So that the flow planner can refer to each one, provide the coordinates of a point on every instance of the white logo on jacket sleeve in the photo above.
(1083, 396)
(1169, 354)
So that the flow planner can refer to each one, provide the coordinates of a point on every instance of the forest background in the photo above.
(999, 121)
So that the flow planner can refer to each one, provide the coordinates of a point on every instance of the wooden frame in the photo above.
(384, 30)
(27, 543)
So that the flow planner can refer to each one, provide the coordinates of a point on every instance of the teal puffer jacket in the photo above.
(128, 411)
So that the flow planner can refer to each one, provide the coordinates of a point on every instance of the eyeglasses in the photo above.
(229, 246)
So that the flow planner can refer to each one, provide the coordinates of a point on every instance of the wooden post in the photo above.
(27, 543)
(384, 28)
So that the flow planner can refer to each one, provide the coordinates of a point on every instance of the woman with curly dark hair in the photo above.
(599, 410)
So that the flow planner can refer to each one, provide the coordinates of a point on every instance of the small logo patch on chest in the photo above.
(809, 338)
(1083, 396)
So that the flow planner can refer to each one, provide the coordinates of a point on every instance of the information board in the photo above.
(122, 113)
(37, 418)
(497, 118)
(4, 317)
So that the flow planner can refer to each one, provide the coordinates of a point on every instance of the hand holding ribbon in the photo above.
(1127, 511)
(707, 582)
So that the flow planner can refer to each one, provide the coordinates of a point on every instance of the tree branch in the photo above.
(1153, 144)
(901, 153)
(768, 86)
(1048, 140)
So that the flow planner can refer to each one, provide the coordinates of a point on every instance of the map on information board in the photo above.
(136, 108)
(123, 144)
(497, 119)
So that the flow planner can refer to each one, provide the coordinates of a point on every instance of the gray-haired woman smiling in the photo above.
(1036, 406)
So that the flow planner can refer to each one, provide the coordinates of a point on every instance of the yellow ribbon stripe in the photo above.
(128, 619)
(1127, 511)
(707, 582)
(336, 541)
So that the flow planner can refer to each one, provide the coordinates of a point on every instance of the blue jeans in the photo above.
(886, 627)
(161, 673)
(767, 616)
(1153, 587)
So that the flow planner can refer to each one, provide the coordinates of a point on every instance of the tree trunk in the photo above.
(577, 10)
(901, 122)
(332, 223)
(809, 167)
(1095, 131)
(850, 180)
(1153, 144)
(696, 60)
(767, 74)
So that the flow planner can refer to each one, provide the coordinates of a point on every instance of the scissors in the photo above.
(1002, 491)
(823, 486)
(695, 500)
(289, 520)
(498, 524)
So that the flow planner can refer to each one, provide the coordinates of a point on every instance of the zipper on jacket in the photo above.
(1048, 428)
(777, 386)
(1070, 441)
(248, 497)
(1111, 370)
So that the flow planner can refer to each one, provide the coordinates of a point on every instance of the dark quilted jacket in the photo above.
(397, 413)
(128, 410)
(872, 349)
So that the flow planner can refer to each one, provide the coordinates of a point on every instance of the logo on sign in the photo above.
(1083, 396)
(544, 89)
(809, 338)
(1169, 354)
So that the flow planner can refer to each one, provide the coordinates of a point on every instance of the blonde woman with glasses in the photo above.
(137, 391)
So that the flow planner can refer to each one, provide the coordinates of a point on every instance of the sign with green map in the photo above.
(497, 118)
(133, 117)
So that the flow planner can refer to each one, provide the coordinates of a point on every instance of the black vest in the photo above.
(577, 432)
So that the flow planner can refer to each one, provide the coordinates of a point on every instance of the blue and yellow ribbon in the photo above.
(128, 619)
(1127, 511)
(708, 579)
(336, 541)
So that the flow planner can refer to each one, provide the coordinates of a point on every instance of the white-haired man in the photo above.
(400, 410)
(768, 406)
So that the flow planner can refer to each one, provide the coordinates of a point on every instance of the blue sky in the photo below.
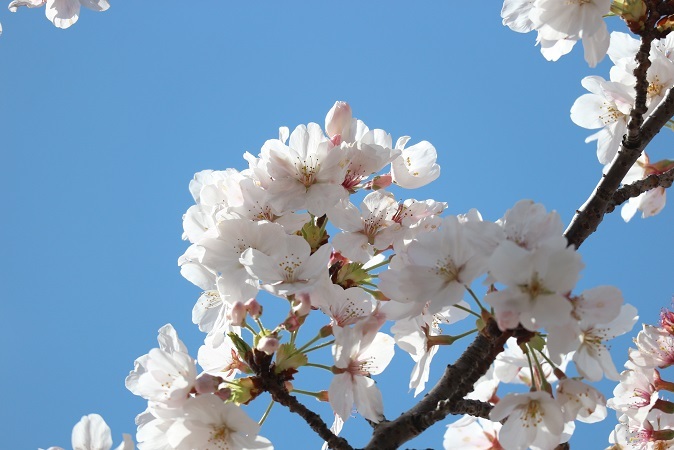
(105, 123)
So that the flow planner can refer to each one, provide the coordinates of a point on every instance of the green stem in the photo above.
(266, 413)
(317, 395)
(468, 310)
(325, 344)
(477, 300)
(311, 341)
(320, 366)
(259, 324)
(383, 263)
(543, 382)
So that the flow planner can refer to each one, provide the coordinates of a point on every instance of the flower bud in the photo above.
(207, 383)
(237, 315)
(379, 182)
(633, 12)
(268, 344)
(224, 394)
(302, 305)
(292, 323)
(253, 308)
(338, 121)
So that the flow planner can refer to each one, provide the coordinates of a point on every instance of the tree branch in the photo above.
(456, 382)
(637, 188)
(274, 384)
(590, 215)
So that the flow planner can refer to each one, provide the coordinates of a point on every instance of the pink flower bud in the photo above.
(302, 305)
(291, 323)
(253, 308)
(237, 315)
(268, 344)
(338, 120)
(667, 320)
(207, 383)
(379, 182)
(224, 394)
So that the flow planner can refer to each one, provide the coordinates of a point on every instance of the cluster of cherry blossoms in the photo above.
(607, 108)
(561, 24)
(645, 420)
(92, 433)
(62, 13)
(286, 227)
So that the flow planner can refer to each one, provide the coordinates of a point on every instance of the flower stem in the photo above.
(325, 344)
(468, 310)
(320, 366)
(477, 300)
(266, 413)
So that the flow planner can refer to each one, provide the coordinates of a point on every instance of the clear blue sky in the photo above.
(104, 125)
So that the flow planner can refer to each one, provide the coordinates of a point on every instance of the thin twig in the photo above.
(637, 188)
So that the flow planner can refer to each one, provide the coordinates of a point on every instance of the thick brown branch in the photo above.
(637, 188)
(590, 215)
(456, 382)
(274, 384)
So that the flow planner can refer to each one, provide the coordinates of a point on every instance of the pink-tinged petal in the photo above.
(127, 444)
(368, 399)
(340, 394)
(13, 6)
(96, 5)
(596, 45)
(91, 433)
(63, 13)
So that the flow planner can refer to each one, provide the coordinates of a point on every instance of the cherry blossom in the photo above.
(416, 165)
(166, 374)
(210, 424)
(535, 419)
(537, 281)
(62, 13)
(357, 356)
(475, 435)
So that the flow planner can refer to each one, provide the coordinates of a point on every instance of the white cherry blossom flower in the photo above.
(290, 268)
(534, 420)
(580, 401)
(576, 19)
(435, 267)
(357, 356)
(538, 282)
(528, 224)
(416, 165)
(412, 335)
(207, 423)
(607, 107)
(344, 306)
(222, 255)
(586, 339)
(166, 374)
(480, 434)
(307, 173)
(364, 233)
(635, 394)
(62, 13)
(92, 433)
(655, 348)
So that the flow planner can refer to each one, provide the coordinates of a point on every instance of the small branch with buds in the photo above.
(275, 384)
(590, 215)
(637, 188)
(456, 382)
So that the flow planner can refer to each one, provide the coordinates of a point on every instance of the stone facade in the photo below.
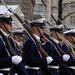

◆ ◆ ◆ ◆

Goal. Copy the entries above exactly, starting at the line that contains "jeans in the photo above." and ending with the line that contains "(1111, 370)", including both of those lines.

Answer to the exercise.
So that the flow planner can refer to each one, provide the coordinates of a point on every instance of the blue jeans in the photo above.
(886, 627)
(161, 673)
(767, 616)
(1153, 587)
So that the flow planner can refer to each one, provide the coordinates of a point on every instance of the tree trunk in the photo above.
(577, 10)
(901, 122)
(332, 223)
(809, 167)
(1095, 131)
(850, 180)
(1153, 144)
(696, 60)
(767, 74)
So that the flow planner can refer to each one, provide the coordinates of a point on every instance of the scissors in the photo above.
(1002, 491)
(823, 486)
(695, 500)
(289, 520)
(498, 524)
So that the flow planner can refer to each one, provide the coordinates of a point on every instance of the zipper on jacket in the photo above.
(1048, 428)
(777, 386)
(1070, 441)
(248, 497)
(1111, 370)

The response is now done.